• _DOCUMENT TEXT_:
++++++++++++++++++++

I had my last IUI on Friday. I’m getting worse at these things! Last month I expected to ovulate on CD 15, but didn’t end up ovulating until CD 17. So, this month I expected to ovulate on CD 17, but ended up on CD15. And I got an error message on my stupid OPK that I’d never seen before (turns out it had too much pee on it. I didn’t even know that was a possibility!) My husband and I were working for an optimal hold on CD 17, so we only ended up with a 36 hour hold again, so our sperm count was horrible — only 1.9 million. Even worse than last month. The ultrasound looked good, we had 3 mature follicles (25, 21, and 16) and a nice lining. Both endometriomas are still 55+ mm. Then, the regular IUI nurse had to step out of the office for an appointment, so we had another nurse. Not a big deal since I’ve had others do my IUIs. But this one seemed really nervous. She pinched my thigh while she was placing the speculum, and it seemed to make her even more nervous. Then, she couldn’t get the catheter through my cervix. After poking around for a while she finally decided to call the doctor to do it. While we were waiting for the doctor, I thought she was going to start crying! She was so nervous! I thought she was probably new, and the dr would get in and be done in a second. When he got in, he started poking around and told me that my cervix had a bend in it that was making it difficult to get the catheter through. They kept trying to bend the catheter to “hook” my cervix and nothing was working! So they asked me to move next door to the ultrasound room. He took another ultrasound of my cervix to figure out which way it was bending, and then they kept the abdominal ultrasound going so they could see to guide the catheter in through the bend in the cervix. When it finally got in to my uterus, I felt this really sharp cramp that I’d never felt before. But he was able to watch the sperm going in to the uterus on the ultrasound machine, so at least we know it got in to where it was supposed to go. I think it took 30 minutes of poking around on my cervix to do this IUI, all for a measly 1.9 million sperm!

All of my other IUIs were relatively painless, so it was so weird that this one was so difficult. If anything, it just reinforces my thoughts that this is the end of this particular road. Medically, the next steps would be another surgery for me, plus my husband visiting a urologist. But I still think that adoption will be the next path we take, although I need to talk to my RE about how to manage the endo, and find out how long I can wait until my next lap.

++++++++++++++++++++

• _TASK LIST_:
**1)** In the IUI account, what did the doctor say was making it hard to get the catheter through?
**2)** Rewrite the paragraph of the IUI account beginning "All of my other IUIs" as a short list that keeps its main facts.

• _INFORMATION SHOWN_:
++++++++++++++++++++

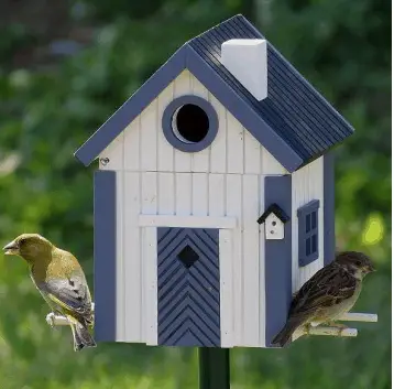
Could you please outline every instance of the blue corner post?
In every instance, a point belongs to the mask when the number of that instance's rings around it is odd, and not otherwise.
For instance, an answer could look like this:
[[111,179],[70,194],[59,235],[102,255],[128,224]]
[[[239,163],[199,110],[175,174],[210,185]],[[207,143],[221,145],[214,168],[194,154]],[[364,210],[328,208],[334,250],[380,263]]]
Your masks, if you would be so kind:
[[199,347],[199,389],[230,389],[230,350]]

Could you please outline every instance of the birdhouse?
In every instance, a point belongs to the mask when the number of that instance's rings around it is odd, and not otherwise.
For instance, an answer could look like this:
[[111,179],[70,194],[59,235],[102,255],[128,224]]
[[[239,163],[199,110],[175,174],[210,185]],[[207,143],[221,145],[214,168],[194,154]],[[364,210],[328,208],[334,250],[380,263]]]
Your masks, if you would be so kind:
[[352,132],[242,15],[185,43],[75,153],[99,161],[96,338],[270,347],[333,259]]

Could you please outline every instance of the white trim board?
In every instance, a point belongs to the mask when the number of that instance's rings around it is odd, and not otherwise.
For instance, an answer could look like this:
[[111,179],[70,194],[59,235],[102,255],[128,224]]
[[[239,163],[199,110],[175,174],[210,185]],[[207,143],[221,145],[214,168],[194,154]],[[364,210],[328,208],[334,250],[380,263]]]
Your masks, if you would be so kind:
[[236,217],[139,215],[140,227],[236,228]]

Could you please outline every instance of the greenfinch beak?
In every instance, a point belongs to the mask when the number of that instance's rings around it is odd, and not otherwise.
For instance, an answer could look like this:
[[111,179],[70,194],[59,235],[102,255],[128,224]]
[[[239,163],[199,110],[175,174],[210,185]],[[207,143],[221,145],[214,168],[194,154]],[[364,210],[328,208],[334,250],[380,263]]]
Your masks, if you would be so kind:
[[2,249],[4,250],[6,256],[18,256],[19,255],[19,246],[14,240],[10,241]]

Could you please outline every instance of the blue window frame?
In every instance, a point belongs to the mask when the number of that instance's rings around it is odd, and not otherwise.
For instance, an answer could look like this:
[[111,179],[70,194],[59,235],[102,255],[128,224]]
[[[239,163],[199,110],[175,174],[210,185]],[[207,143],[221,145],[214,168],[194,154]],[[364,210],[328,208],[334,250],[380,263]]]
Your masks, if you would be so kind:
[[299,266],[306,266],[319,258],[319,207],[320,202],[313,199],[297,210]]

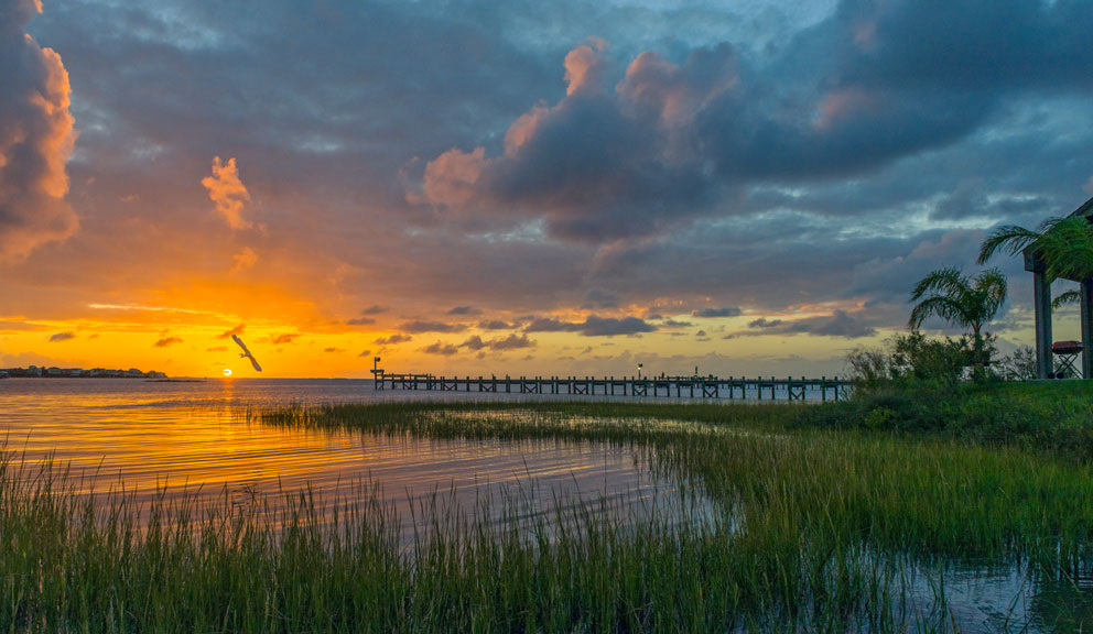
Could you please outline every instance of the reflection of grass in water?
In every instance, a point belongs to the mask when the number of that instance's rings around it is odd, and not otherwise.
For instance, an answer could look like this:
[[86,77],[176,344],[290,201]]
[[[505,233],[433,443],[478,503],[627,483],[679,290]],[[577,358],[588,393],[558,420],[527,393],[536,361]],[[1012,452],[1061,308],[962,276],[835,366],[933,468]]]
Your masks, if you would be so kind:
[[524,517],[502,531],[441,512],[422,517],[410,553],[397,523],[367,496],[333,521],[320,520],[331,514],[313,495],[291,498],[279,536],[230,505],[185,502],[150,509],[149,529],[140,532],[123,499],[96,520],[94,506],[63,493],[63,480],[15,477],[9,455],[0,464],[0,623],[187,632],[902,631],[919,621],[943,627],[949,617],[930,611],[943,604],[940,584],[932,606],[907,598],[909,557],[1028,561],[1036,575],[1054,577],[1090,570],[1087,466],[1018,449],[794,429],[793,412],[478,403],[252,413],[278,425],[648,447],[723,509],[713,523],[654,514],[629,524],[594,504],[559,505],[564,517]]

++++++++++++++++++++

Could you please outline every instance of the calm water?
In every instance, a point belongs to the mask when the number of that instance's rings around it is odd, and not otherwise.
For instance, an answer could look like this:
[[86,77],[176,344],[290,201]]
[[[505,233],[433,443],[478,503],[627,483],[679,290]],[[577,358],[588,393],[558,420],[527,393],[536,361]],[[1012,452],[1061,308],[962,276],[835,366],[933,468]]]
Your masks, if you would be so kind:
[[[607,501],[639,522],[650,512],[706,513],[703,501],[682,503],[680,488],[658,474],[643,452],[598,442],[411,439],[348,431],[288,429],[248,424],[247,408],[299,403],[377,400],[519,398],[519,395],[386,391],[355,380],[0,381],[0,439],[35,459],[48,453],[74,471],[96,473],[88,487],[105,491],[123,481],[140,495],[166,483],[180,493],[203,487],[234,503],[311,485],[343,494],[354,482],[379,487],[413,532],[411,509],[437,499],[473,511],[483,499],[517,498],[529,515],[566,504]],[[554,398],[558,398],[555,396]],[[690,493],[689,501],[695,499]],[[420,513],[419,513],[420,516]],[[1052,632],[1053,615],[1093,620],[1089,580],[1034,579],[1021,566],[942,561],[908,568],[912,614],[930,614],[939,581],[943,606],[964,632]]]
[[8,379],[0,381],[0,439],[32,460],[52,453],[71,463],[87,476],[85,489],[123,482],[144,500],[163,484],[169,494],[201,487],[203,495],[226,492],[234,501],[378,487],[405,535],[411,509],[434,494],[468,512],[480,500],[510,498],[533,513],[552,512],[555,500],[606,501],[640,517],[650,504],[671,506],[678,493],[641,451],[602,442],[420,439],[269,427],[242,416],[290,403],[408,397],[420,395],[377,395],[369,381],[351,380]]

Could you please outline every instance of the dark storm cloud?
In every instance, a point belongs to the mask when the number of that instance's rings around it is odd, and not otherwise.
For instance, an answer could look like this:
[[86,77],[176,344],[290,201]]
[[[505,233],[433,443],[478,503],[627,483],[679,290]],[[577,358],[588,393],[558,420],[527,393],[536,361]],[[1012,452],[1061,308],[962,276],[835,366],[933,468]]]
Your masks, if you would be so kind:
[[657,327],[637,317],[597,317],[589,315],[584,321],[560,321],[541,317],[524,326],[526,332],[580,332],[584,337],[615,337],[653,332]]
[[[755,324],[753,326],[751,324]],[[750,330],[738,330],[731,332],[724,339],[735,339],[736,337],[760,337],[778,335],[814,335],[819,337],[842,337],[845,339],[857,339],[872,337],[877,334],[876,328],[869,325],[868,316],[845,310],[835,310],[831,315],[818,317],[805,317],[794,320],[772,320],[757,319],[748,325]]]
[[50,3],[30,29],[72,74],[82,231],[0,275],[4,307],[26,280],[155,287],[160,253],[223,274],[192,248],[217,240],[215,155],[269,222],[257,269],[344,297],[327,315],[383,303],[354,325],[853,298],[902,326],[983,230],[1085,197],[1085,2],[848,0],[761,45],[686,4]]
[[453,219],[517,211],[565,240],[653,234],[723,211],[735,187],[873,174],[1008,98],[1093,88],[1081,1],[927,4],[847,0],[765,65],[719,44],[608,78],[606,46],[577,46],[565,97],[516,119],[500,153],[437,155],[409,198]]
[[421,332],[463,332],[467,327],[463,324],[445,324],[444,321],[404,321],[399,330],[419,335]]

++++++++++++++++++++

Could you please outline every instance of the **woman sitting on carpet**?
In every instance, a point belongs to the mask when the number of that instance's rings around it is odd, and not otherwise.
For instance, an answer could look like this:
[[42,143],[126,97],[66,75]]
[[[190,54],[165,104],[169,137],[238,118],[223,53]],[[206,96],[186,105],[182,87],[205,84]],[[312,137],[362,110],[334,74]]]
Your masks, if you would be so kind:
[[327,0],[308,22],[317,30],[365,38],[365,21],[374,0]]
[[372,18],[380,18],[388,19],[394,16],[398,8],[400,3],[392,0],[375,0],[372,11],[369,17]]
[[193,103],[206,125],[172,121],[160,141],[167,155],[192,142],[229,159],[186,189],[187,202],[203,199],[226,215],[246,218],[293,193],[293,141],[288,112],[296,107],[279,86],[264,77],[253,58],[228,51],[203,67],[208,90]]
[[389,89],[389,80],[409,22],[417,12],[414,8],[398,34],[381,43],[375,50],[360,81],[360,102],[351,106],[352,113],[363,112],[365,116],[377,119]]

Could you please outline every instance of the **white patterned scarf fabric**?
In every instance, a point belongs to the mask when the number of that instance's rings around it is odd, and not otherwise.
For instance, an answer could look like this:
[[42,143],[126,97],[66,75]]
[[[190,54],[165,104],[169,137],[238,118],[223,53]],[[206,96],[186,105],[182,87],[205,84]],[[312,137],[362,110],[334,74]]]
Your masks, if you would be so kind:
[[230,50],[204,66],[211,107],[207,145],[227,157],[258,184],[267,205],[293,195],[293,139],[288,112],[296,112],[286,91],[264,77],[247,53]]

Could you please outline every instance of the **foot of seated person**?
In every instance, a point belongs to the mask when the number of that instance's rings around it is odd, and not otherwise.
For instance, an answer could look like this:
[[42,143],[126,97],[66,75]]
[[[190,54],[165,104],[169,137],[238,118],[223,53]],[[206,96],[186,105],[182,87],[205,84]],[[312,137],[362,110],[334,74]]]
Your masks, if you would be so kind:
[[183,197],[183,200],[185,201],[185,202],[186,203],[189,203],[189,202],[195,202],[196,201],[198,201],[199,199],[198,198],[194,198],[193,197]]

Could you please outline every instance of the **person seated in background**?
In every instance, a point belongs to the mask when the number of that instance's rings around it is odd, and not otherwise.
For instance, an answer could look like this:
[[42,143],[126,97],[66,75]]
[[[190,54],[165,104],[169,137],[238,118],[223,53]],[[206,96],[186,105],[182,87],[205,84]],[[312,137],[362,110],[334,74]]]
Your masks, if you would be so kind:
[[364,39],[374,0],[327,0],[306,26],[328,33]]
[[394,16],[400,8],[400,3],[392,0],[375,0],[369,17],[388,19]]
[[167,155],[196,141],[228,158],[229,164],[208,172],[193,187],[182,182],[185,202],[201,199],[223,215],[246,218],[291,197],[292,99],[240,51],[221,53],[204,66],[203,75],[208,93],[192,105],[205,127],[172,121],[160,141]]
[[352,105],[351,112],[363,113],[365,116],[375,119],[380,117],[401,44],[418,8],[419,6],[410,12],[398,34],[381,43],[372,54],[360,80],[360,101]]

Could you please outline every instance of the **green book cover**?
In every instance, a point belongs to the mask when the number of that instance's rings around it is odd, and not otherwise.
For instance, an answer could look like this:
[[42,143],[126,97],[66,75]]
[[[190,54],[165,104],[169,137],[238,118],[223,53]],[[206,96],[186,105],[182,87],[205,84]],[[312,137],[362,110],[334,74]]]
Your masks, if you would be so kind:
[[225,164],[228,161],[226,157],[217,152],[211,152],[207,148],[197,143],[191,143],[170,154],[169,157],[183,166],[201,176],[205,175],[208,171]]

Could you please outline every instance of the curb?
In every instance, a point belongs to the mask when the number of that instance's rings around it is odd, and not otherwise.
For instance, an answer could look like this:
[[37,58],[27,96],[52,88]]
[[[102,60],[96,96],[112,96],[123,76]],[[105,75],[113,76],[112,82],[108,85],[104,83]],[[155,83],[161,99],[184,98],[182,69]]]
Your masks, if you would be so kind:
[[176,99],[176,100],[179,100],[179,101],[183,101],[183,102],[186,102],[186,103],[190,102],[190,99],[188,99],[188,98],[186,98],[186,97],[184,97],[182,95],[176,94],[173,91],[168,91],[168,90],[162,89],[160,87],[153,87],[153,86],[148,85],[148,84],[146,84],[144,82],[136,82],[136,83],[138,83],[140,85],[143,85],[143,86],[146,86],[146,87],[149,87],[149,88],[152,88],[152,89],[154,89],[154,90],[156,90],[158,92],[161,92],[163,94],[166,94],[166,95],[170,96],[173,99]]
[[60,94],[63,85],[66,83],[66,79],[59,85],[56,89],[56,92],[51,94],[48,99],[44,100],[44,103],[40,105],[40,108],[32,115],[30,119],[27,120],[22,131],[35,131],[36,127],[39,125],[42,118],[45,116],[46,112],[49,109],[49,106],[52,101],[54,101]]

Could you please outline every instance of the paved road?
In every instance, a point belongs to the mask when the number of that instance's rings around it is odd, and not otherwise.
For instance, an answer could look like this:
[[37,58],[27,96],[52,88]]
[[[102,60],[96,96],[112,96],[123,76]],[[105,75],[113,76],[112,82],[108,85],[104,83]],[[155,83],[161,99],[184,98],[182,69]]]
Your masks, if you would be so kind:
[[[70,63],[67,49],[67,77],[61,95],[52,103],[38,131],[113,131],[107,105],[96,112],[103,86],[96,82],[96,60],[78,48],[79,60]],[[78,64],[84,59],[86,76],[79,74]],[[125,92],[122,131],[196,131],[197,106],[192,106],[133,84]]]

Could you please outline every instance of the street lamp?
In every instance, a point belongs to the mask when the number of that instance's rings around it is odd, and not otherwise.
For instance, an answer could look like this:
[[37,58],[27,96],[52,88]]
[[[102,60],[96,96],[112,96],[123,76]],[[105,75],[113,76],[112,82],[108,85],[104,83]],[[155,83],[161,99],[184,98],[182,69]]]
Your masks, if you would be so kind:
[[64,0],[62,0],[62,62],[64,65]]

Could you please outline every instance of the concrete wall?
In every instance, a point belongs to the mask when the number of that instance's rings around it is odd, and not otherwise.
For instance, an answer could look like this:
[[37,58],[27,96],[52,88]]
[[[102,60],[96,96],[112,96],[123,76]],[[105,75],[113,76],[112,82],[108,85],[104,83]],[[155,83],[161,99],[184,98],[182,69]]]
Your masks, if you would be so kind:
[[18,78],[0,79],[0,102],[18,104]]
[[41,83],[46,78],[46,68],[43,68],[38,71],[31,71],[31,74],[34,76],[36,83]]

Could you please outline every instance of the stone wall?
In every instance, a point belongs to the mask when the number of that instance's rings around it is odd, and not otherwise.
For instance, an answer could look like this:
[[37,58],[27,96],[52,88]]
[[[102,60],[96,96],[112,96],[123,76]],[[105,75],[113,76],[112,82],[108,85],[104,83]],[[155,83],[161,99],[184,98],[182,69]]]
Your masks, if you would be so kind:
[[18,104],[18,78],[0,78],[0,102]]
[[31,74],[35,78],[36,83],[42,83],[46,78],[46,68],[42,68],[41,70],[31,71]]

++++++++++++++++++++

• _RESPONSES_:
**1)** The cervix had a bend in it.

**2)**
- Earlier IUIs were relatively painless, so this difficult one felt strange.
- It reinforced the writer's sense that this road is ending.
- The medical next steps would be another surgery for the writer and a urologist visit for the husband.
- The writer still expects adoption to be the next path.
- The writer needs to ask the RE how to manage the endo and how long the next lap can wait.